*Data to use*.
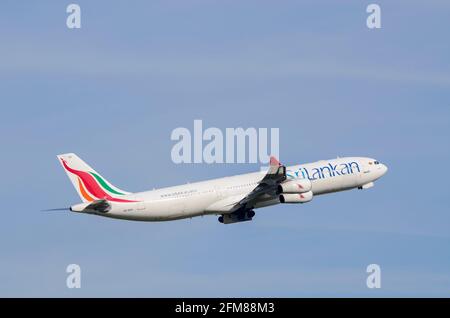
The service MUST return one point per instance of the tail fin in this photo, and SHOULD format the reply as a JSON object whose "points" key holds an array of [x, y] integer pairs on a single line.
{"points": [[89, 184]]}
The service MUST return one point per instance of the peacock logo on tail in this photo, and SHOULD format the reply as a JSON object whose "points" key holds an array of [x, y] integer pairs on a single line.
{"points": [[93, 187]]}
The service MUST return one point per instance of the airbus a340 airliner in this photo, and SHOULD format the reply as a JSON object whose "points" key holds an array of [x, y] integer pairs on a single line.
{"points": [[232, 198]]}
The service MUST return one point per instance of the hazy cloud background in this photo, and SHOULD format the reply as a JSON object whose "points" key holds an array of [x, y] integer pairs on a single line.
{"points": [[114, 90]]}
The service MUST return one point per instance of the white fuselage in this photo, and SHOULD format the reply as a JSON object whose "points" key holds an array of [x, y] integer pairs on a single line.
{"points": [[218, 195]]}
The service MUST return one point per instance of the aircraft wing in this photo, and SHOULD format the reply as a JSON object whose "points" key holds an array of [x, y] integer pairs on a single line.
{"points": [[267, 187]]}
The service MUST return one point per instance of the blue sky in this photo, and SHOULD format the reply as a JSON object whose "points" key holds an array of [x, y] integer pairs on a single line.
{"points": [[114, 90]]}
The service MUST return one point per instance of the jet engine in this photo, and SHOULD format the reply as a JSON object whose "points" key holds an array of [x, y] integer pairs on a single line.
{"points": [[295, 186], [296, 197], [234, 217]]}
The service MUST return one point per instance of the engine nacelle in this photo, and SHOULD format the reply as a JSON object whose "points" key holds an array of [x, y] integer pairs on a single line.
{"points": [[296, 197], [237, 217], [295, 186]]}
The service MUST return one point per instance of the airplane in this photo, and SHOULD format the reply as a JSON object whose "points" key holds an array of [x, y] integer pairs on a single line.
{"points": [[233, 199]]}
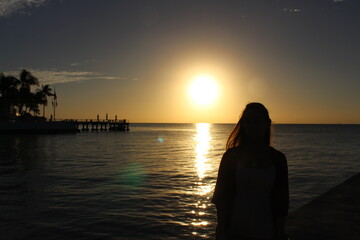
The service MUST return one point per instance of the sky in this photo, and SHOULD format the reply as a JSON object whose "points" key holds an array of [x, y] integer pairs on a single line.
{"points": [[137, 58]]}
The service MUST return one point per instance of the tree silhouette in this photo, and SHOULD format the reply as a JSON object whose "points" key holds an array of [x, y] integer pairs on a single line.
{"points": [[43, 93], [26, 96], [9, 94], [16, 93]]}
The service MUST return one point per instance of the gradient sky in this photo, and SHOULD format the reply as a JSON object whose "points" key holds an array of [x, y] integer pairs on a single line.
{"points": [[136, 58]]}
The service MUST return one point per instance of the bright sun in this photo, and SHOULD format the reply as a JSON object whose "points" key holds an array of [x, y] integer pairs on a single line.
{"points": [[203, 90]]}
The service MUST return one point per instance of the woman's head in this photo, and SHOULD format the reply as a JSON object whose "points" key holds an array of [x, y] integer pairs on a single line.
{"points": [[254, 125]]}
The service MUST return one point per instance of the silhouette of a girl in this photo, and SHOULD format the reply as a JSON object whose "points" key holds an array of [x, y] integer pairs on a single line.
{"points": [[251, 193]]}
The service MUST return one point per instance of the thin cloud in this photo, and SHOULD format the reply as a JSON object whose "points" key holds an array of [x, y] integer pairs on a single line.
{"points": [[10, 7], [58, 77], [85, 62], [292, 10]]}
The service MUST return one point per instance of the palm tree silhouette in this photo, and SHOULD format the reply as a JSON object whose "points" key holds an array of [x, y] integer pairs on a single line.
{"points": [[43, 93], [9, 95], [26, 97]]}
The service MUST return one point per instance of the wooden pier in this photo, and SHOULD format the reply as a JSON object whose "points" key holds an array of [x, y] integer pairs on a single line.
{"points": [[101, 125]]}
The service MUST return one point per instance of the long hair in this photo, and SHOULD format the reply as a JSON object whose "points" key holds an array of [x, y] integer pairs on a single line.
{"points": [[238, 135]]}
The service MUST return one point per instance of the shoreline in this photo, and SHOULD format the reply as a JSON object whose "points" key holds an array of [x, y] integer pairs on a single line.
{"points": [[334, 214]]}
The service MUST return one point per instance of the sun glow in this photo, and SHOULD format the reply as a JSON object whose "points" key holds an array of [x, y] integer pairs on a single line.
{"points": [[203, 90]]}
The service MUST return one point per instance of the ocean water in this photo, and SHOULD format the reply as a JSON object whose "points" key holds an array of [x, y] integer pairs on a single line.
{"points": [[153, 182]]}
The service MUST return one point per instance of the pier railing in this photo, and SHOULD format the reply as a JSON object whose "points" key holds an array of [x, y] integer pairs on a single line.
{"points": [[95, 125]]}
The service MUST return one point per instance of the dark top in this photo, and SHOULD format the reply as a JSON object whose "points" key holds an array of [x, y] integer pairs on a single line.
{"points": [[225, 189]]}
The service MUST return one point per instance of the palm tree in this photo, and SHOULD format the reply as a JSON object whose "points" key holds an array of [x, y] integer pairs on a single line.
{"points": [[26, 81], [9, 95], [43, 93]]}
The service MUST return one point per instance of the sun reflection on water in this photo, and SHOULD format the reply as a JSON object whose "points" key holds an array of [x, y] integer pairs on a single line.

*Aim of the exercise*. Return every line of the records exactly as given, pictures excluded.

*Response for this exercise*.
The service MUST return one point per instance of the tail fin in this photo, and SHOULD format the reply as a JSON object whose "points" key holds an array of [x, y] integer pairs on a single line.
{"points": [[89, 184]]}
The service MUST return one point per instance of the peacock logo on tail in this photo, and SHOULD format the reply as a JSON object whose "points" key holds an array of [x, y] integer pairs on a single line.
{"points": [[93, 187]]}
The service MUST return one point per instance of the airbus a340 airliner in this photo, and SHOULD format the reply as a JSON object whose "points" key holds an array of [x, y] integer pairs on a single line.
{"points": [[232, 198]]}
The service MUST return one point per instance of the hazy cloud background in this photo, and SHOULD format the reply as a JSON object whose "points" key holds an array of [x, y] integer pairs on a single line.
{"points": [[114, 90]]}
The service MUST return one point per instance of the white fuselage in this photo, and SHOULD format the reply as a JSON object whose "points" key holds an array of [x, y] integer pairs on a single line.
{"points": [[218, 195]]}
The service MUST return one point per instance of the aircraft wing in this photo, and SHOULD format the reply as a JSON object whose "points" key holds an array of [x, y] integer pairs on a single line.
{"points": [[267, 187]]}
The service MUST return one point per instance of the blue sky in this photo, and SHOULD format the reply as a JSON object whose "points" key holds an array of [x, y] integer pairs on a single line.
{"points": [[114, 90]]}
The service MUST return one point per instance of the jet engine in this photo, and SHOULD format the reply as a JSON object whose "points" key holds an array of [x, y] integer pairs on a single line.
{"points": [[295, 186], [296, 197], [234, 217]]}
The service MUST return one point per instance of the engine nacelle in this photo, and SHOULD format the reply as a JSON object whose "points" key holds an array of [x, y] integer pairs on a single line.
{"points": [[296, 197], [237, 217], [295, 186]]}
The service MUST return one point per instance of the airplane in this photo, and SHOULD format the reply as a JSON object whose "points" key holds an array of [x, y] integer pairs on a single line.
{"points": [[233, 199]]}
The service MUST return one point per instance of the sky in this photo, and SHOULD format the reply as a JSON object whose "points" key holds an array of [x, y] integer pairs on a single line.
{"points": [[137, 58]]}
The service MUST return one point per instance of the tree silhouette in this photo, and SHOULD format the reply as a JSON object whose "points" key holds an array of [x, y] integer pairs on a single line.
{"points": [[43, 93], [26, 96], [9, 94], [16, 93]]}
The service MUST return one point per instance of the gradient sky in this photo, and SHOULD format the reply as a JSON object whose "points" key holds an array of [x, y] integer pairs on a single line.
{"points": [[136, 58]]}
The service MUST return one point per instance of the bright sun in this photo, and SHOULD format the reply as a JSON object whose "points" key holds an array of [x, y] integer pairs on a single line.
{"points": [[203, 90]]}
The service MUST return one point per instance of the woman's head in this photo, and SHOULD format the reply as a JSON object whose "points" key holds an array of [x, y] integer pairs on a single line.
{"points": [[254, 125]]}
The service MUST return one point per instance of the silhouette of a girl in this photo, and SHOULD format the reply as a JSON object whose "points" key holds an array of [x, y] integer pairs on a single line.
{"points": [[251, 193]]}
The service MUST return one point per instance of the thin cloud in this photo, and SHOULD format the reply as a JSON object whose "points" key holds an array of [x, y] integer pairs on a single line.
{"points": [[10, 7], [58, 77], [85, 62], [292, 10]]}
The service MUST return one point per instance of the palm tree silhouette in this photo, and SHOULD format the reply as a JSON object whose "points" key holds an array of [x, y] integer pairs on a single line.
{"points": [[43, 93], [9, 95], [26, 97]]}
The service MUST return one point per instance of the wooden pier in this photo, and SHOULD format the reply as a JSON object whose "points" key holds an array of [x, y] integer pairs on a single line.
{"points": [[101, 125]]}
The service MUST return one point per instance of the long hair in this photo, and SHOULD format the reply as a JSON object whose "points" key holds an array of [x, y] integer pairs on a single line.
{"points": [[238, 135]]}
The service MUST return one point per instance of the shoreline in this photo, and SHOULD format the reply as a JSON object whose "points" key holds an array of [x, y] integer pairs on a single line.
{"points": [[334, 214]]}
The service MUST return one point per instance of the sun glow in this photo, and SHOULD format the reply as a JSON object whose "points" key holds an array of [x, y] integer pairs on a single line.
{"points": [[203, 90]]}
The service MUST return one point per instance of the ocean water in this photo, and SHOULD format the reply as a JSON object whose "points" key holds an array of [x, y] integer pairs on a single line.
{"points": [[153, 182]]}
The service MUST return one point per instance of the pier railing in this photo, and SHOULD format the reply as a JSON object whose "points" key holds an array of [x, y] integer pairs on a single line.
{"points": [[95, 125]]}
The service MUST return one point per instance of the dark top in this photo, and SHOULD format the reply as a JSON object whose "points" key holds an array of [x, y] integer pairs on a single line.
{"points": [[225, 189]]}
The service MUST return one point per instance of the palm tree in this photo, and SHOULD format the reply as a JSON object whose "points" key holds an array of [x, y] integer pairs on a single line.
{"points": [[26, 81], [9, 95], [43, 93]]}
The service MUST return one point per instance of the sun reflection on water in this photo, and SHOULD format the reply as a JSON object whose "points" key holds an array of [x, y] integer pairs on a single line.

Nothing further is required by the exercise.